**EXERCISE PROMPT:** Convert every line of the entries below into a JSON list of strings, one string per line, with blank lines and the pictures left out.

**DATA FOR THIS TASK:**
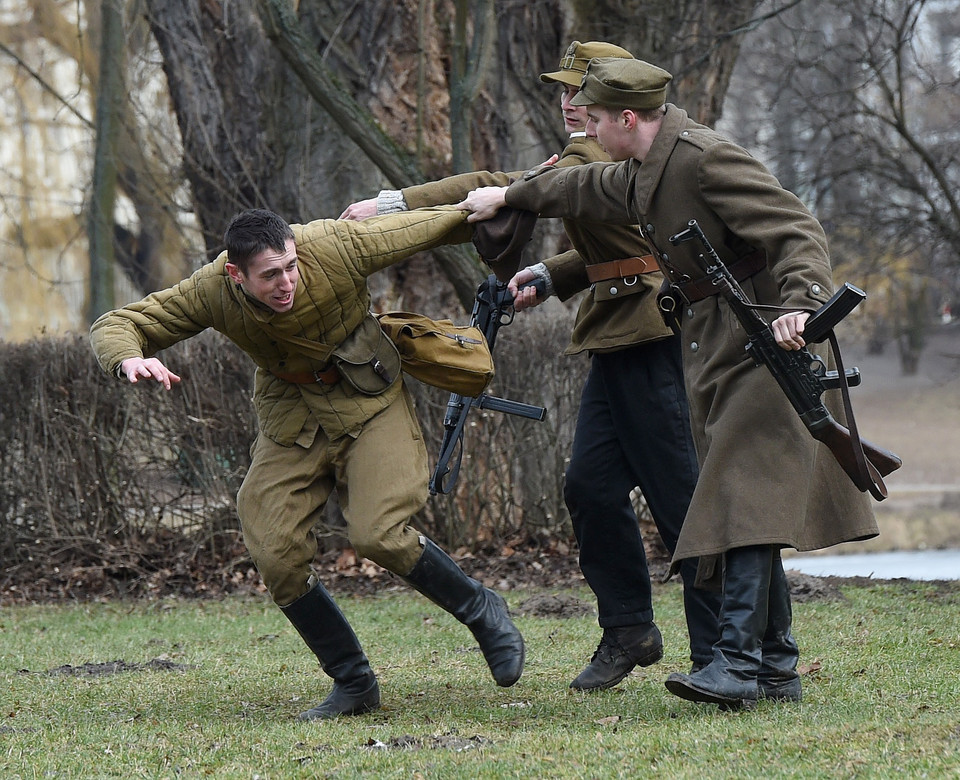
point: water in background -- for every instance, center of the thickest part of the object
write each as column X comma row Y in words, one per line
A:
column 910, row 564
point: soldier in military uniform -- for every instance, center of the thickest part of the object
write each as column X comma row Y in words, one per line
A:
column 332, row 411
column 619, row 444
column 764, row 483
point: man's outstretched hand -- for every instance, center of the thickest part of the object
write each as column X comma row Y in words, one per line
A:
column 135, row 369
column 483, row 203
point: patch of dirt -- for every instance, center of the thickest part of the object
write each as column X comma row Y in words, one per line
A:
column 803, row 587
column 554, row 605
column 441, row 742
column 111, row 667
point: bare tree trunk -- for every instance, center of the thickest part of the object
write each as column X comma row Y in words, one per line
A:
column 288, row 36
column 103, row 193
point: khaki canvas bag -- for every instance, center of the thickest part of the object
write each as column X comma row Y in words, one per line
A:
column 437, row 352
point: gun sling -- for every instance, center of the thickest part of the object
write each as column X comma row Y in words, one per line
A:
column 741, row 268
column 328, row 377
column 621, row 269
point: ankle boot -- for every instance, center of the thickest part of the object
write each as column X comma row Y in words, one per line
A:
column 438, row 577
column 327, row 633
column 730, row 679
column 619, row 651
column 778, row 679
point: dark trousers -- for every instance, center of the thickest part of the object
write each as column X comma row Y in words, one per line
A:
column 633, row 430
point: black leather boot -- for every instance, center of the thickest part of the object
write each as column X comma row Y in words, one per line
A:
column 701, row 607
column 778, row 679
column 437, row 576
column 327, row 633
column 730, row 679
column 619, row 651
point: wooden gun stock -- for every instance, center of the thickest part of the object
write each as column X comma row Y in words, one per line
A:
column 880, row 462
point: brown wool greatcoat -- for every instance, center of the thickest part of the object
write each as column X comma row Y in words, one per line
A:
column 763, row 478
column 613, row 315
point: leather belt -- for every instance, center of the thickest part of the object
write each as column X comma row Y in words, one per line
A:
column 621, row 269
column 327, row 377
column 741, row 268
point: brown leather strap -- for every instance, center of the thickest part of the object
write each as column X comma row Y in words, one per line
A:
column 327, row 377
column 741, row 268
column 621, row 269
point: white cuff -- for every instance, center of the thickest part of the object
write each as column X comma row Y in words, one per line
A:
column 390, row 202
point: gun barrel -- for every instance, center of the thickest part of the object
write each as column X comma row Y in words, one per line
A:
column 507, row 406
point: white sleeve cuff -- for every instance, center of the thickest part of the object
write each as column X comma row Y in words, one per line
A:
column 390, row 202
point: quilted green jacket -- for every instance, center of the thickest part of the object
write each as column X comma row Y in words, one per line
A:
column 335, row 257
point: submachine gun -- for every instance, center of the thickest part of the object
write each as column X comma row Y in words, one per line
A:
column 492, row 309
column 803, row 376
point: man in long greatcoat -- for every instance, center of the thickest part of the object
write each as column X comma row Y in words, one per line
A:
column 765, row 483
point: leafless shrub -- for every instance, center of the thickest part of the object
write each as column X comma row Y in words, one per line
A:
column 98, row 476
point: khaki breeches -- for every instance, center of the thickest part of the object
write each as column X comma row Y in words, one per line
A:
column 381, row 480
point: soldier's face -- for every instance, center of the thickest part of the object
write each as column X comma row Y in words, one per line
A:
column 574, row 117
column 610, row 131
column 271, row 277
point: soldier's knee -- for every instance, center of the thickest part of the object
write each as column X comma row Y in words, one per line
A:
column 396, row 549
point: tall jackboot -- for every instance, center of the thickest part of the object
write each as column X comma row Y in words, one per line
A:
column 730, row 679
column 484, row 612
column 701, row 607
column 778, row 679
column 327, row 633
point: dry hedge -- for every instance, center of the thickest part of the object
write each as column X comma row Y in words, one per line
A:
column 109, row 489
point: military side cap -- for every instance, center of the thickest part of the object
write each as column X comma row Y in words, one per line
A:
column 578, row 55
column 500, row 240
column 622, row 83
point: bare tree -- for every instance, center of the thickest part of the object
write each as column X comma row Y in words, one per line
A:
column 857, row 109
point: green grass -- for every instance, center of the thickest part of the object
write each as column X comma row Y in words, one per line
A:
column 881, row 696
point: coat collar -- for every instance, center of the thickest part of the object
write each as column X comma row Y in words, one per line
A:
column 651, row 169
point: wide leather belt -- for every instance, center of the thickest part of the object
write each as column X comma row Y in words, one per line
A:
column 327, row 377
column 741, row 268
column 621, row 269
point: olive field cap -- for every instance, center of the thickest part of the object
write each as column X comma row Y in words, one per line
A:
column 622, row 83
column 574, row 62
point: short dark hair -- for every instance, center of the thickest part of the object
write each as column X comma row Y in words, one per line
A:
column 252, row 231
column 644, row 114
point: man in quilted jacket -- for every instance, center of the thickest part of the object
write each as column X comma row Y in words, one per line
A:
column 333, row 413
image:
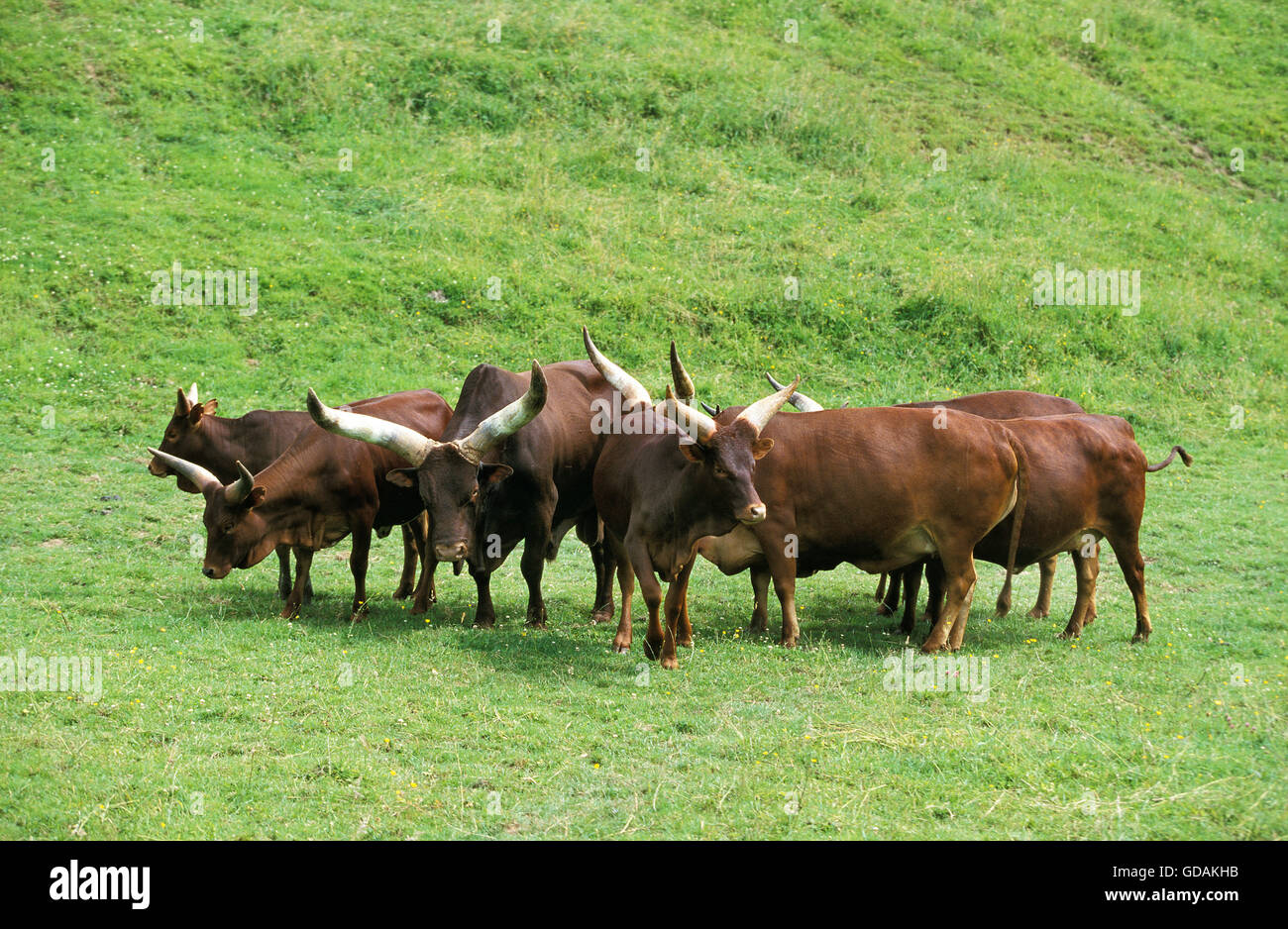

**RESPONSE BELOW:**
[
  "point: water in background -- for every instance, center of the thickest part of the object",
  "write each as column X comma row Y in words, one per line",
  "A:",
  "column 910, row 564",
  "point: soldier in military uniform -- for every instance, center of the thickest part of the object",
  "write each as column X comma row Y in words, one per line",
  "A:",
  "column 332, row 411",
  "column 619, row 444",
  "column 764, row 483",
  "point: man's outstretched hand -- for every instance, center of the thickest part of the object",
  "write each as column X comma row Y in words, one per line",
  "A:",
  "column 135, row 369",
  "column 483, row 203",
  "point: patch of dirt -- for every instance, center of the thickest part of the object",
  "write each as column X comma row Y in words, one per line",
  "A:",
  "column 803, row 587",
  "column 554, row 605",
  "column 441, row 742",
  "column 111, row 667",
  "point: bare tree trunk -- for every instance, center of the thickest part of the object",
  "write each as column X comma row Y in words, one per line",
  "A:",
  "column 288, row 36",
  "column 103, row 193",
  "point: khaki canvas bag -- for every instance, center of the thickest part of the object",
  "write each as column X comma row Y in words, one per line",
  "A:",
  "column 437, row 352",
  "point: gun sling -- for every instance, center of the thickest part of the object",
  "write each as column X comma row Y in words, one per line",
  "A:",
  "column 741, row 268",
  "column 328, row 377",
  "column 621, row 269",
  "point: ankle boot -- for every instance, center of the thickest part of the object",
  "write each as column X comma row Y in words, one per line",
  "A:",
  "column 438, row 577",
  "column 327, row 633",
  "column 730, row 679",
  "column 619, row 651",
  "column 778, row 679",
  "point: dark trousers -- for every instance, center of the thickest part of the object",
  "write each as column X comma row Y in words, one per line",
  "A:",
  "column 633, row 430",
  "point: black leather boot -- for every instance, center of the thickest part of the object",
  "write each as column X comma row Y in words, one per line",
  "A:",
  "column 701, row 607",
  "column 778, row 679",
  "column 437, row 576",
  "column 327, row 633",
  "column 730, row 679",
  "column 619, row 651",
  "point: wooden gun stock -- for every instance, center of the thickest part of the object",
  "write each as column X comma row Y in words, one per line",
  "A:",
  "column 880, row 462",
  "point: brown wool greatcoat -- for every instance, center of the thickest part of the object",
  "write each as column X comma row Y in words, one per line",
  "A:",
  "column 763, row 478",
  "column 613, row 315",
  "point: leather belt -- for every instance, center of the thickest part of the object",
  "write each as column X comma row Y in words, one per line",
  "A:",
  "column 621, row 269",
  "column 327, row 377",
  "column 741, row 268",
  "point: brown leather strap -- for every instance, center of the thickest part of the object",
  "write each as column X comma row Y in words, one per line",
  "A:",
  "column 327, row 377",
  "column 741, row 268",
  "column 621, row 269",
  "point: white cuff -- for every instance, center of the thickest part of the object",
  "write each as column X comma row Y in words, one per line",
  "A:",
  "column 390, row 202",
  "point: gun barrel -- for every instance, center of the thickest part of the object",
  "write each as column X comma row Y in words, one per line",
  "A:",
  "column 507, row 406",
  "point: white sleeve cuff -- for every instance, center of the thickest part of the object",
  "write each as column X comma row Y in words, one per line",
  "A:",
  "column 390, row 202",
  "point: quilted green jacket -- for every instance, center of the thickest part of the object",
  "write each as column X comma row Y in words, one per line",
  "A:",
  "column 335, row 257",
  "point: submachine gun -- for every instance, center of the thickest part of the object",
  "write each as column X comma row Y in words, one per line",
  "A:",
  "column 492, row 309",
  "column 803, row 376",
  "point: man in long greatcoat -- for every instance, center of the thickest part of the object",
  "write each as column X comma row Y in words, one per line",
  "A:",
  "column 765, row 483",
  "point: leafless shrub -- for every instance, center of the thickest part of the object",
  "write each as column X comma row Y in words, one per line",
  "A:",
  "column 98, row 476",
  "point: khaki breeches -- for every instance, center of the thickest part of the object",
  "write each as column X comma row Y in words, one per line",
  "A:",
  "column 381, row 480",
  "point: soldier's face -- for every instance, center of the thickest part of the object",
  "write each as column X comma row Y in words, one per line",
  "A:",
  "column 574, row 117",
  "column 610, row 131",
  "column 271, row 277",
  "point: soldier's knee -- for every instance, center of the thickest part of the object",
  "write each as column X comma row Y in words, one per line",
  "A:",
  "column 396, row 549",
  "point: tall jackboot -- for every instance, center of the thickest part of the object",
  "write each as column X comma row Y in words, one per line",
  "A:",
  "column 730, row 679",
  "column 484, row 612",
  "column 701, row 607",
  "column 778, row 679",
  "column 327, row 633",
  "point: dry hedge -- for every instance, center of the thickest part of the object",
  "write each as column X comma row Y in words, one per line",
  "A:",
  "column 109, row 489",
  "point: military side cap -- for every instance, center of the thickest part of the object",
  "write each as column X comma row Y in words, one per line",
  "A:",
  "column 578, row 55",
  "column 500, row 240",
  "column 622, row 83",
  "point: bare tree -- for every instance, center of the thickest part of the object",
  "write each as column X comma row Y in words, one per line",
  "A:",
  "column 857, row 109",
  "point: green grass -- for every instance, center of the thickest part of the object",
  "write each as column X comma row Y in words, one per line",
  "A:",
  "column 881, row 696",
  "point: coat collar -- for every instance, center of the thickest part of the object",
  "write each as column X comma row Y in words, one per line",
  "A:",
  "column 651, row 169",
  "point: wide leather belt -- for every instance, center of the thickest part of the object",
  "write each as column X comma row Y in words, one per line",
  "A:",
  "column 327, row 377",
  "column 741, row 268",
  "column 621, row 269",
  "point: olive field cap -- for every instance, center of the thickest part of the object",
  "write each as column X comma row Y in words, one per line",
  "A:",
  "column 622, row 83",
  "column 574, row 62",
  "point: short dark hair -- for every instance, center of the thickest part of the object",
  "write each as column X comma row Y in words, one per line",
  "A:",
  "column 252, row 231",
  "column 644, row 114",
  "point: man in quilted jacket -- for every instance, center of the thickest part of the object",
  "write each as column X comma row Y in words, one per line",
  "A:",
  "column 333, row 413",
  "image:"
]